→ **Excerpted text**:
Study IDs Group of Rare DNA Variants Linked with Sudden Cardiac Death

Study IDs Group of Rare DNA Variants Linked with Sudden Cardiac Death
Unrecognizable businessman having chest pain and heart attack, hand holding the painful spot.

In the largest study of its kind on individuals with sudden cardiac death, researchers from Massachusetts General Hospital and the Broad Institute of MIT and Harvard performed whole-exome sequencing of 600 patients with adult-onset sudden cardiac death matched with 600 controls. They identified 5,178 genetic variants classifying 14 as pathogenic or likely pathogenic. None of these variants were found in healthy controls yet were detected in 15 individuals who had succumbed to sudden cardiac death. The study was published in the Journal of the American College of Cardiology and announced at the Scientific Sessions of the American Heart Association on November 16.

The team also assessed 4,500 middle-aged adults with no indications of heart disease who had been followed for more than 14 years as part of a prospective study. They found 41 (0.9 percent) of them carried one of these pathogenic variants. Extrapolated out to the entire US population, the authors concluded that approximately 1%, or 3 million individuals, harbors a rare genetic variant for sudden cardiac death. Strikingly, the individuals found to have a pathogenic rare variant had a three-times higher risk of death from cardiovascular events like cardiomyopathy, coronary artery disease, and arrhythmias over the 14-year follow-upafter adjustment for sex, age and race (95% CI, 1.2-8.79).

This study is important not just because of the discovery of rare genetic variants linked with sudden cardiac death but because it suggests a path towards identifying individuals who are most at risk. Lead by first author Amit Khera, MD, associate director of the Precision Medicine Unit at MGH’s Center for Genomic Medicine and the Broad Institute’s Cardiovascular Disease Initiative, and Sekar Kathiresan, MD, whose laboratory at MGH is dedicated to understanding the genetic roots of heart disease to improve cardiac car, this research is another step forward showing the power of using genome-wide testing to help find asymptomatic people with increased risks for heart disease.

Their goal is to use information gained from studies like this to perform genetic sequencing on thousands of adult patients at MGH and affiliated hospitals to identify individuals among that cardiac risk 1% who would benefit from prevention before symptoms develop. MGH already maintains an active Cardiovascular Genetics Program providing testing and treatment plans for patients at risk for inherited cardiovascular conditions.

“Integration of genomics into practice will require new clinical infrastructure, said Khera at the AHA meeting on November 16. And earlier this month, he and his colleagues launched a new Preventive Genomics Clinic embedded within primary care in response “focused on using human genetics as a tool to identify high-risk individuals and empowering them to overcome any inherited risks.” They have already begun sequencing the first 10,000 patients in the hospital who will be offered personalized prevention strategies to help mitigate inherited risk.

→ **Task set**:
1) Answer these questions from the article on rare DNA variants and sudden cardiac death, marking each answer with its letter.
(a) How many patients with adult-onset sudden cardiac death underwent whole-exome sequencing?
(b) How many of the 4,500 middle-aged adults carried one of the pathogenic variants?
(c) How many hospital patients have already begun to be sequenced?
2) Summarize the article on rare DNA variants and sudden cardiac death in two sentences.

→ **Exercise data**:
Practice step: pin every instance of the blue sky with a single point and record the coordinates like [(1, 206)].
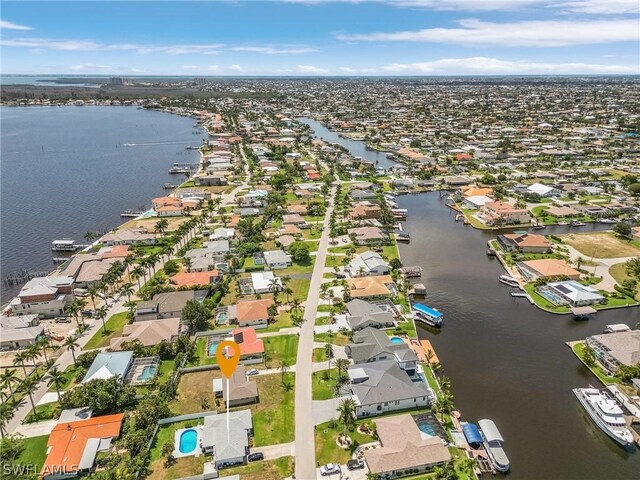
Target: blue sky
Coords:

--

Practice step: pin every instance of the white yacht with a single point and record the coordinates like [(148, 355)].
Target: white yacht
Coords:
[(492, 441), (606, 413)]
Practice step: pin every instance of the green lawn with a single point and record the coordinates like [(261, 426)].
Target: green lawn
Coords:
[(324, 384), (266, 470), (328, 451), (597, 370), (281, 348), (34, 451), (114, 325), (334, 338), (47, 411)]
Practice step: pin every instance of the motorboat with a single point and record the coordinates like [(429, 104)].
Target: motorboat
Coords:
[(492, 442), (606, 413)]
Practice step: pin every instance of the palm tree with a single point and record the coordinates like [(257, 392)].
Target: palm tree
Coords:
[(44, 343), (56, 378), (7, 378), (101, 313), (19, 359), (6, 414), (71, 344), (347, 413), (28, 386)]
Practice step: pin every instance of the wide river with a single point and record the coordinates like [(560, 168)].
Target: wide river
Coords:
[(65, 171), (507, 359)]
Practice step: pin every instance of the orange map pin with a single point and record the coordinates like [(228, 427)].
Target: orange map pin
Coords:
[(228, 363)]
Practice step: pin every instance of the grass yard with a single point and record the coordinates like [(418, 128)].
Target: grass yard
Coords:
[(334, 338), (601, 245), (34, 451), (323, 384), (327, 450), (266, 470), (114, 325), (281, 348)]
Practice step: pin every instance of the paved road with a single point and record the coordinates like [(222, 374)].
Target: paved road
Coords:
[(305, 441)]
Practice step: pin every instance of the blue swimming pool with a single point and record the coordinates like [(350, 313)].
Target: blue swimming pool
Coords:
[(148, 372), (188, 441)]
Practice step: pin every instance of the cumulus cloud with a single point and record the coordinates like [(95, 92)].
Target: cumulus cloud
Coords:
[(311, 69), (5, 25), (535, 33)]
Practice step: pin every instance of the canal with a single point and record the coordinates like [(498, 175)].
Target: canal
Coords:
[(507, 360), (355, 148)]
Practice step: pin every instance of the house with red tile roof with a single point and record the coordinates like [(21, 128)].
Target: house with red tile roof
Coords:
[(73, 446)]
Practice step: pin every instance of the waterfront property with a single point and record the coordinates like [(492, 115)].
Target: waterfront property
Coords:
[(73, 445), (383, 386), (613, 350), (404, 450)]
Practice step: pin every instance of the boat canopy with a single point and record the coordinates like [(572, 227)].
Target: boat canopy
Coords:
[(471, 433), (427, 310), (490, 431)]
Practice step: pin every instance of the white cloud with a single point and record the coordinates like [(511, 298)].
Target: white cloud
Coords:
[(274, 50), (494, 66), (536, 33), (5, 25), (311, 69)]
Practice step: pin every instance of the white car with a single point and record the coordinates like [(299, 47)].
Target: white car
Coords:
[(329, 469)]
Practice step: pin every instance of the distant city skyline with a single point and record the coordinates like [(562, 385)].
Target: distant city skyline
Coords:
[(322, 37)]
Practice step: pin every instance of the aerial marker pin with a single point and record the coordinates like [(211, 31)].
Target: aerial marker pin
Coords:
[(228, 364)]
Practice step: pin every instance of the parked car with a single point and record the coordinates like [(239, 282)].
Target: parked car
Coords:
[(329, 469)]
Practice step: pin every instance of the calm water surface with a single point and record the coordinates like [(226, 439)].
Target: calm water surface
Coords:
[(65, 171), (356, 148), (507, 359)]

--

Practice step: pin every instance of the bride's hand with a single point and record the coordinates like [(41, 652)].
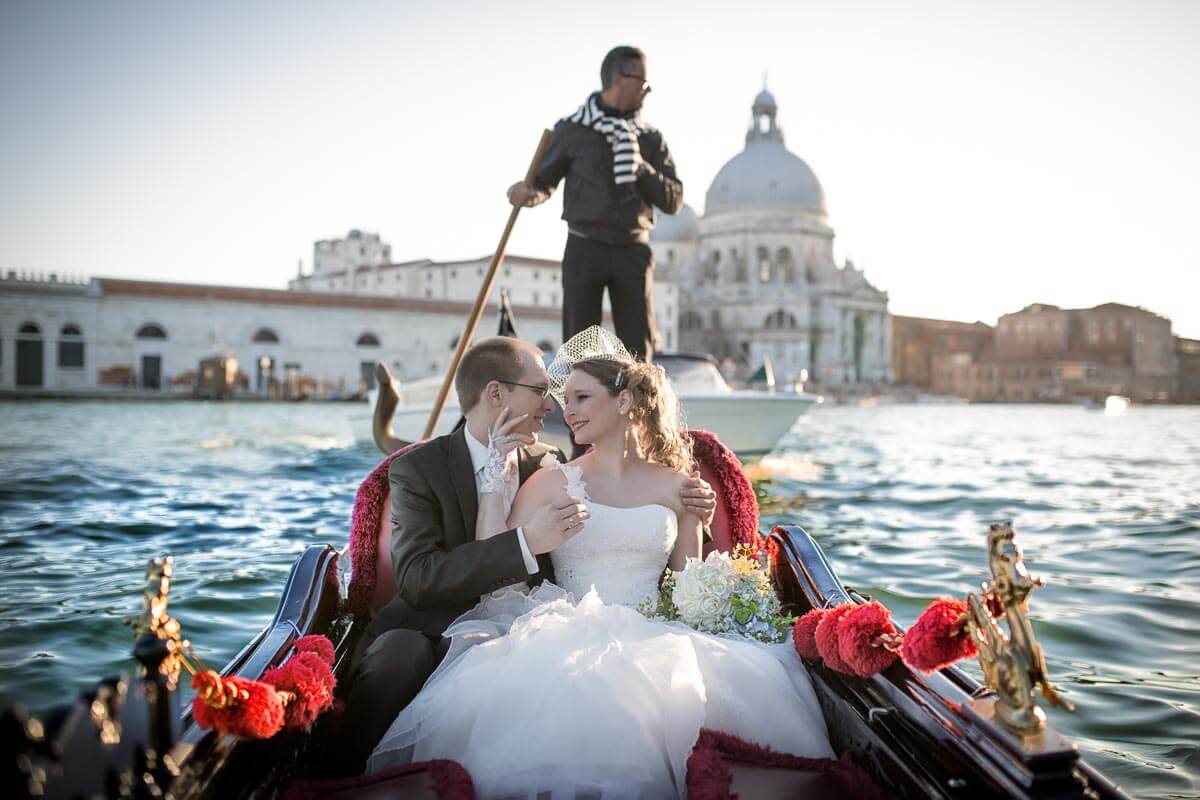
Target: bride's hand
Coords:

→ **Expected responses**:
1)
(a) 600
(b) 41 (0.9 percent)
(c) 10,000

2) Researchers from Massachusetts General Hospital and the Broad Institute sequenced 600 patients with adult-onset sudden cardiac death and 600 controls, classifying 14 of 5,178 genetic variants as pathogenic or likely pathogenic. Among 4,500 middle-aged adults without signs of heart disease, 0.9 percent carried one of these variants and had a three-times higher risk of death from cardiovascular events, and the team aims to use genetic sequencing to find at-risk people who would benefit from prevention before symptoms develop.